▶ Problem description: Exactly the lines from the one with "Target: building wall" through the end of the data below must be set down, and no pictures with them.

▶ Information given:
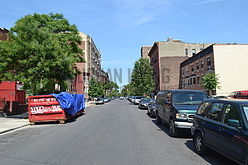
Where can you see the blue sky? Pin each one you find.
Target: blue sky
(120, 27)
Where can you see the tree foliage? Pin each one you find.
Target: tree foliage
(210, 82)
(41, 49)
(111, 89)
(95, 89)
(142, 80)
(127, 90)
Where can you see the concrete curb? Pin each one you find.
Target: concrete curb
(12, 129)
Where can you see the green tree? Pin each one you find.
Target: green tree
(210, 82)
(95, 89)
(142, 81)
(127, 90)
(111, 89)
(41, 49)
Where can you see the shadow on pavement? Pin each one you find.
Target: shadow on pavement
(211, 156)
(184, 133)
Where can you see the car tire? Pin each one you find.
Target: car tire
(158, 119)
(148, 113)
(173, 131)
(199, 144)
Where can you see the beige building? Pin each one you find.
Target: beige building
(145, 51)
(4, 34)
(92, 56)
(165, 58)
(228, 61)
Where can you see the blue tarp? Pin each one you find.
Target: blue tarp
(70, 103)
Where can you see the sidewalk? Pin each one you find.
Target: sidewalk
(9, 124)
(19, 121)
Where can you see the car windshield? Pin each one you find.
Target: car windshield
(145, 100)
(245, 108)
(188, 98)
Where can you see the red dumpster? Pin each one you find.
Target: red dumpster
(45, 108)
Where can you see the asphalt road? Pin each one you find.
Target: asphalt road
(117, 133)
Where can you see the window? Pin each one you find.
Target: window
(198, 80)
(208, 61)
(186, 52)
(204, 107)
(202, 64)
(194, 81)
(192, 68)
(215, 111)
(197, 67)
(193, 52)
(231, 115)
(191, 81)
(245, 108)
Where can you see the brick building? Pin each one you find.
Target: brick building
(3, 34)
(145, 51)
(92, 56)
(165, 58)
(228, 61)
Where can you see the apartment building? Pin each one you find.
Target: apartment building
(145, 51)
(228, 61)
(3, 34)
(166, 57)
(92, 56)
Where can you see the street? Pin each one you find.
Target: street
(116, 133)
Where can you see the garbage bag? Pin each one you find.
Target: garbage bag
(70, 103)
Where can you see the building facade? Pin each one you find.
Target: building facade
(92, 56)
(166, 57)
(145, 51)
(4, 34)
(228, 61)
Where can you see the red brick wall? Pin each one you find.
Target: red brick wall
(4, 34)
(170, 72)
(192, 79)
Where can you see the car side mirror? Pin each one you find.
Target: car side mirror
(233, 123)
(167, 100)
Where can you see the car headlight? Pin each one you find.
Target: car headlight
(182, 116)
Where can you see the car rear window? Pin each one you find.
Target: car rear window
(184, 98)
(245, 108)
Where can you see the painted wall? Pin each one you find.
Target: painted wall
(231, 63)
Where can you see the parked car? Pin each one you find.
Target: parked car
(132, 98)
(121, 98)
(177, 108)
(239, 95)
(106, 100)
(222, 125)
(137, 99)
(151, 110)
(99, 101)
(143, 103)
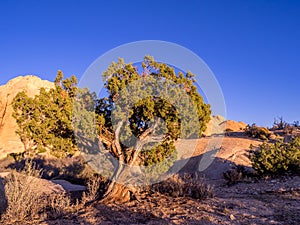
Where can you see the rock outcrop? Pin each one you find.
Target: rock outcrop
(9, 140)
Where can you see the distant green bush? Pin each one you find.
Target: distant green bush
(257, 132)
(277, 158)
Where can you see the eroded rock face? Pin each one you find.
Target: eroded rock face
(9, 140)
(218, 125)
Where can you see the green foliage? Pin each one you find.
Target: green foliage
(140, 114)
(278, 157)
(257, 132)
(45, 121)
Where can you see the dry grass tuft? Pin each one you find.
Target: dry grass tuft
(186, 185)
(23, 199)
(26, 202)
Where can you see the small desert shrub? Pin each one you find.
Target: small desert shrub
(257, 132)
(26, 201)
(95, 189)
(277, 158)
(23, 200)
(3, 201)
(185, 186)
(237, 174)
(58, 205)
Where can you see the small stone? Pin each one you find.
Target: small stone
(232, 217)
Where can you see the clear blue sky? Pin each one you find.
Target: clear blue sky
(253, 47)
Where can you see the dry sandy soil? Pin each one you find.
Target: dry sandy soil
(269, 201)
(264, 201)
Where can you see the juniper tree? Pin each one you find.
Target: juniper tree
(145, 112)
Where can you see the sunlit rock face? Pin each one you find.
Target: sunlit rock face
(9, 140)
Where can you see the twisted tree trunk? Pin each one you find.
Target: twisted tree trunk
(119, 190)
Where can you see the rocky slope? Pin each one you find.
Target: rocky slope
(9, 140)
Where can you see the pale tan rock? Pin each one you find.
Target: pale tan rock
(9, 140)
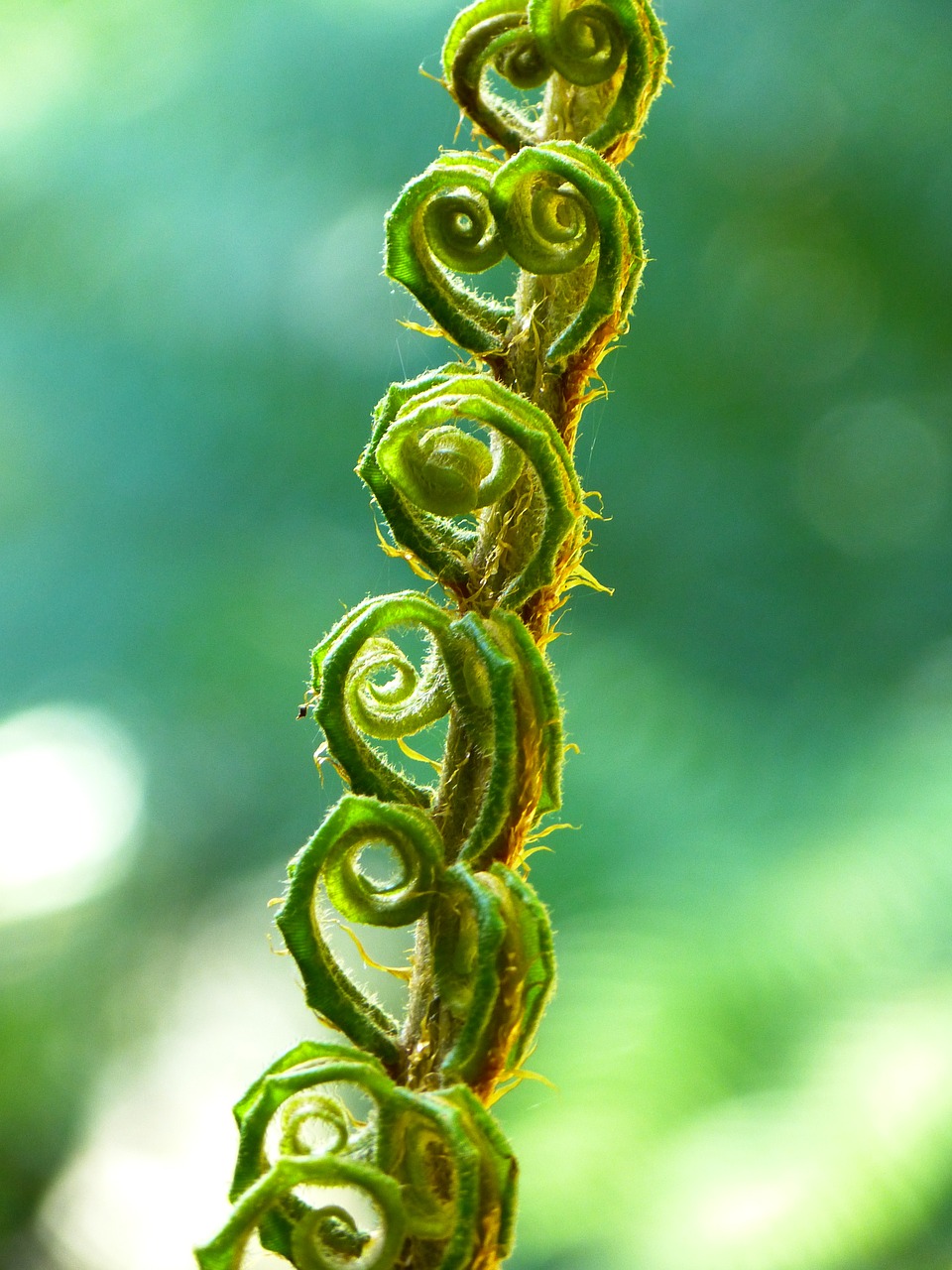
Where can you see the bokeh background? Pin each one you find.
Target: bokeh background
(752, 1046)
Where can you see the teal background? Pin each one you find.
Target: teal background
(753, 1037)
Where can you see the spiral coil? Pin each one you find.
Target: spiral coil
(382, 1153)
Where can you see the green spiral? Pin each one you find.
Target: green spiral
(380, 1152)
(602, 62)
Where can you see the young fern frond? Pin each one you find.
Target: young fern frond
(471, 468)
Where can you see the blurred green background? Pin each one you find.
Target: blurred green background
(753, 1038)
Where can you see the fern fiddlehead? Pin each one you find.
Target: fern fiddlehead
(471, 468)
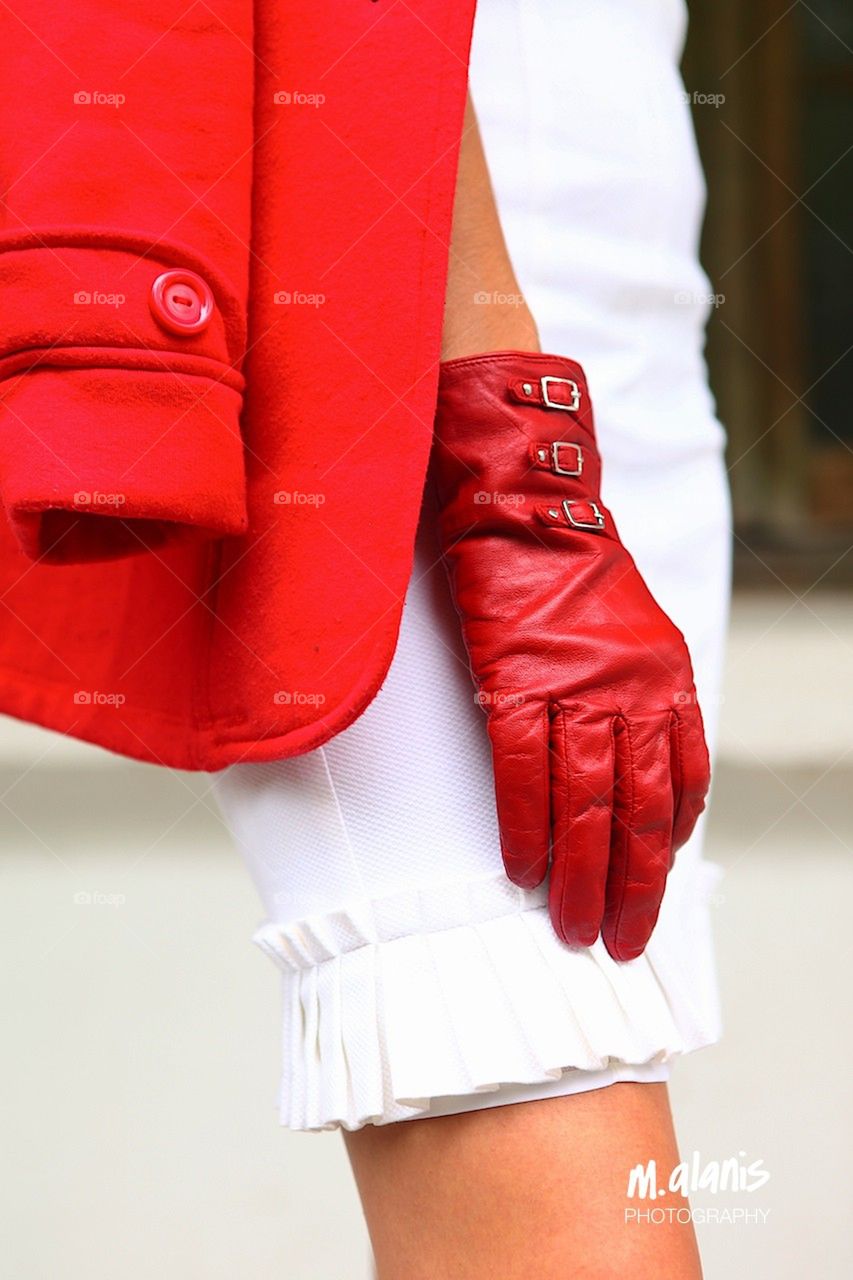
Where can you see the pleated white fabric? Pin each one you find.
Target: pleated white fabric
(416, 978)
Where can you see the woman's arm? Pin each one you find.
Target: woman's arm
(484, 307)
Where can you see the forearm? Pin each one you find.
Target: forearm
(484, 309)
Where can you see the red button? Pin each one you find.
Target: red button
(182, 302)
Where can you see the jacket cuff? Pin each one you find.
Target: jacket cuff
(121, 397)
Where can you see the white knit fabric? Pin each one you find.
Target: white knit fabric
(416, 978)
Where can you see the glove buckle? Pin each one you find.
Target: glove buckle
(594, 524)
(574, 403)
(555, 458)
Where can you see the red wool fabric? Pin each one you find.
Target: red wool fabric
(223, 250)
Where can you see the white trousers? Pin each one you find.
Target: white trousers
(416, 978)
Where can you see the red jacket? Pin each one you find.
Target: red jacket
(222, 269)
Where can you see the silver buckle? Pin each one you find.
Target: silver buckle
(569, 382)
(555, 458)
(598, 522)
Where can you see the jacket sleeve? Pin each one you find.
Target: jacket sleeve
(126, 142)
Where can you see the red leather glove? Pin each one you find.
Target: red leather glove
(597, 740)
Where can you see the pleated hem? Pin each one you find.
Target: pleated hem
(465, 987)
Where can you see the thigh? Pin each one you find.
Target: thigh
(530, 1189)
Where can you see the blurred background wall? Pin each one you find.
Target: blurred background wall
(140, 1029)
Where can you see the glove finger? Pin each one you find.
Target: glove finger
(641, 848)
(690, 771)
(582, 798)
(519, 737)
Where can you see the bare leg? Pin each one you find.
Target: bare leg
(521, 1191)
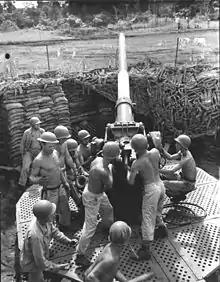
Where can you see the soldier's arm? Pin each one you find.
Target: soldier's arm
(132, 173)
(106, 180)
(35, 171)
(168, 156)
(39, 257)
(23, 142)
(58, 235)
(79, 157)
(174, 169)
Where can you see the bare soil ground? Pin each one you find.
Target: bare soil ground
(79, 55)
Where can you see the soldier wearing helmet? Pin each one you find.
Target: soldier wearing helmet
(95, 199)
(147, 165)
(182, 177)
(84, 149)
(105, 267)
(47, 172)
(35, 250)
(30, 148)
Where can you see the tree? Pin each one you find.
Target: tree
(1, 8)
(9, 7)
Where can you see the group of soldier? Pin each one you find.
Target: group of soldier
(53, 160)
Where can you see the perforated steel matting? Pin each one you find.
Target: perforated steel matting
(189, 253)
(202, 176)
(198, 245)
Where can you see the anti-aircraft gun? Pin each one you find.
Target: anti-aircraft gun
(126, 199)
(124, 127)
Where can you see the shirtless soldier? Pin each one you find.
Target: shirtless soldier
(46, 171)
(177, 185)
(105, 267)
(147, 165)
(30, 148)
(95, 199)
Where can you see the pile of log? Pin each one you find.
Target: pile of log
(23, 99)
(185, 99)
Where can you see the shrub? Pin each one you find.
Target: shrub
(8, 26)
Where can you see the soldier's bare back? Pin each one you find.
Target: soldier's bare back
(100, 177)
(48, 166)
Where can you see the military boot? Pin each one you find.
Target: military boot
(160, 232)
(143, 253)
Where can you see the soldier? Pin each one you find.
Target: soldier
(105, 267)
(183, 182)
(46, 171)
(147, 165)
(84, 149)
(35, 250)
(73, 167)
(95, 199)
(30, 148)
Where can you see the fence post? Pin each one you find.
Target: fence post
(177, 48)
(48, 59)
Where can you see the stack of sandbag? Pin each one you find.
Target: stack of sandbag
(22, 100)
(80, 98)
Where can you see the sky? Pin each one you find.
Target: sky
(21, 4)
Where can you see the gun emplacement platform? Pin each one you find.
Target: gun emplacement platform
(189, 253)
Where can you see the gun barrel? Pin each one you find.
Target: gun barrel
(124, 104)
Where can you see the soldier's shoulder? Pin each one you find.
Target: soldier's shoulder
(154, 151)
(28, 130)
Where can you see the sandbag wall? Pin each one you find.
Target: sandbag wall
(82, 106)
(21, 100)
(179, 101)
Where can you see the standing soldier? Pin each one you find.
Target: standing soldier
(84, 149)
(95, 199)
(46, 171)
(147, 165)
(178, 184)
(30, 148)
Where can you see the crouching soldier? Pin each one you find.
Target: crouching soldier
(105, 267)
(46, 171)
(30, 148)
(35, 250)
(179, 184)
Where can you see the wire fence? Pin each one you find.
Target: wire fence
(80, 56)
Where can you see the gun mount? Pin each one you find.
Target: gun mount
(124, 127)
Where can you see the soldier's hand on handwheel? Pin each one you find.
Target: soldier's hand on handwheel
(64, 266)
(43, 180)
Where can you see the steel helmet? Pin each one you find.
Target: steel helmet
(61, 132)
(71, 144)
(119, 232)
(139, 142)
(43, 208)
(48, 137)
(83, 134)
(110, 150)
(183, 140)
(35, 120)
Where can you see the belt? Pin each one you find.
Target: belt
(45, 189)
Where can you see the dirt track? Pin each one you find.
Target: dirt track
(101, 53)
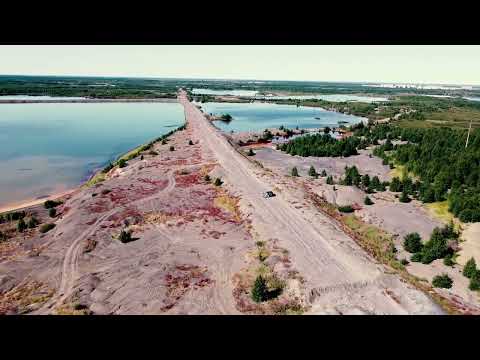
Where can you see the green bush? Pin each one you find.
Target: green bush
(21, 225)
(52, 212)
(122, 163)
(51, 204)
(125, 237)
(442, 281)
(417, 257)
(32, 222)
(368, 201)
(474, 284)
(448, 260)
(412, 243)
(259, 290)
(345, 209)
(46, 227)
(470, 268)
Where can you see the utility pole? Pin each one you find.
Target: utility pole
(468, 135)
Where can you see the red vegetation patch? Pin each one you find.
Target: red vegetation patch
(162, 184)
(180, 279)
(185, 181)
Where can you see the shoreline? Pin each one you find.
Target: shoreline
(73, 101)
(32, 202)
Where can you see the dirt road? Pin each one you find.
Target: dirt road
(339, 276)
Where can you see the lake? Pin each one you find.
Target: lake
(50, 148)
(258, 116)
(224, 92)
(328, 97)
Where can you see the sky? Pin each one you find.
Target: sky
(377, 63)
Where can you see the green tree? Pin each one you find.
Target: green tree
(259, 290)
(122, 163)
(470, 268)
(412, 243)
(52, 212)
(442, 281)
(368, 201)
(21, 226)
(404, 197)
(366, 180)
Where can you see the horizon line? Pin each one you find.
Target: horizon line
(233, 79)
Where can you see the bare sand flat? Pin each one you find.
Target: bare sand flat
(470, 247)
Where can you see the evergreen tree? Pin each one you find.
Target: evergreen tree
(21, 226)
(412, 243)
(368, 201)
(470, 268)
(259, 290)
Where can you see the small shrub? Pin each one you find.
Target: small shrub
(21, 225)
(470, 268)
(448, 260)
(417, 257)
(51, 204)
(52, 212)
(404, 197)
(412, 243)
(122, 163)
(46, 227)
(368, 201)
(125, 237)
(442, 281)
(32, 222)
(474, 284)
(345, 209)
(259, 290)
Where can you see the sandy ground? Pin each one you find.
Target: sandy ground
(340, 277)
(471, 245)
(188, 248)
(387, 212)
(32, 202)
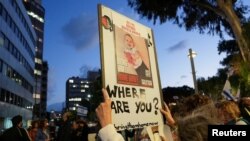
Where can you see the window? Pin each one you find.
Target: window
(2, 95)
(1, 66)
(1, 39)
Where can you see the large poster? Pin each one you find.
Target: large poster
(129, 70)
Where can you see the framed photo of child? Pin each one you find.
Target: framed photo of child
(129, 70)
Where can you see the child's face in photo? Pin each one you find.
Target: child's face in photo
(129, 41)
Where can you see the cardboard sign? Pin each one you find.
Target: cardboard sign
(129, 70)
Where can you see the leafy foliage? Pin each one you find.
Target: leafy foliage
(203, 15)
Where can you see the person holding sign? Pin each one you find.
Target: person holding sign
(103, 112)
(108, 131)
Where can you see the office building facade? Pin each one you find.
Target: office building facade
(77, 92)
(17, 53)
(36, 13)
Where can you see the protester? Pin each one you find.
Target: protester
(16, 132)
(194, 127)
(42, 133)
(103, 112)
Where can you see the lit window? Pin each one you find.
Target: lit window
(40, 39)
(37, 72)
(37, 60)
(35, 16)
(75, 99)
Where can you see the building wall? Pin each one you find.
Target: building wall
(17, 49)
(36, 13)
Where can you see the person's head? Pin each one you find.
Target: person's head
(129, 41)
(228, 110)
(194, 126)
(17, 121)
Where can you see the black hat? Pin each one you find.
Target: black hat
(16, 120)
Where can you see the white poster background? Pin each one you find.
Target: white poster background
(126, 104)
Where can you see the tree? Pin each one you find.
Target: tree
(213, 16)
(213, 86)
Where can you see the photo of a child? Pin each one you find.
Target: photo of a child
(133, 64)
(134, 58)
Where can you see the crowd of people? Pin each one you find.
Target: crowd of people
(188, 121)
(69, 130)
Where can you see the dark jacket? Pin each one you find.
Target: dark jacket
(15, 134)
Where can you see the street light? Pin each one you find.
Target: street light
(191, 55)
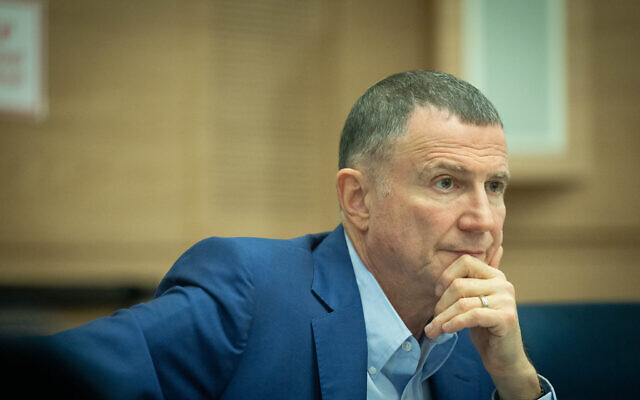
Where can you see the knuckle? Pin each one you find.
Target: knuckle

▶ Reply:
Target: building wall
(17, 49)
(36, 13)
Where can you see the person's head? Pin each one you find.
Target: person's head
(129, 41)
(228, 110)
(194, 126)
(17, 121)
Where can you see the black hat? Pin each one you find.
Target: black hat
(16, 120)
Where can you see the white poster background? Pin each one you find.
Target: white poster background
(126, 104)
Where can you see the tree? Pin each one you find.
Target: tree
(213, 16)
(213, 86)
Where can you see the photo of a child? Pin each one you find.
Target: photo of a child
(133, 64)
(134, 58)
Where can you see the crowd of people? Pin each one you find.
Target: crowd of people
(188, 121)
(69, 130)
Where can you see the dark jacket? Pin each one you find.
Target: dark jacket
(15, 134)
Where can you see the street light? Pin each one you find.
Target: street light
(191, 55)
Where can you see the knuckle? Pin each one you find.
Target: knuckle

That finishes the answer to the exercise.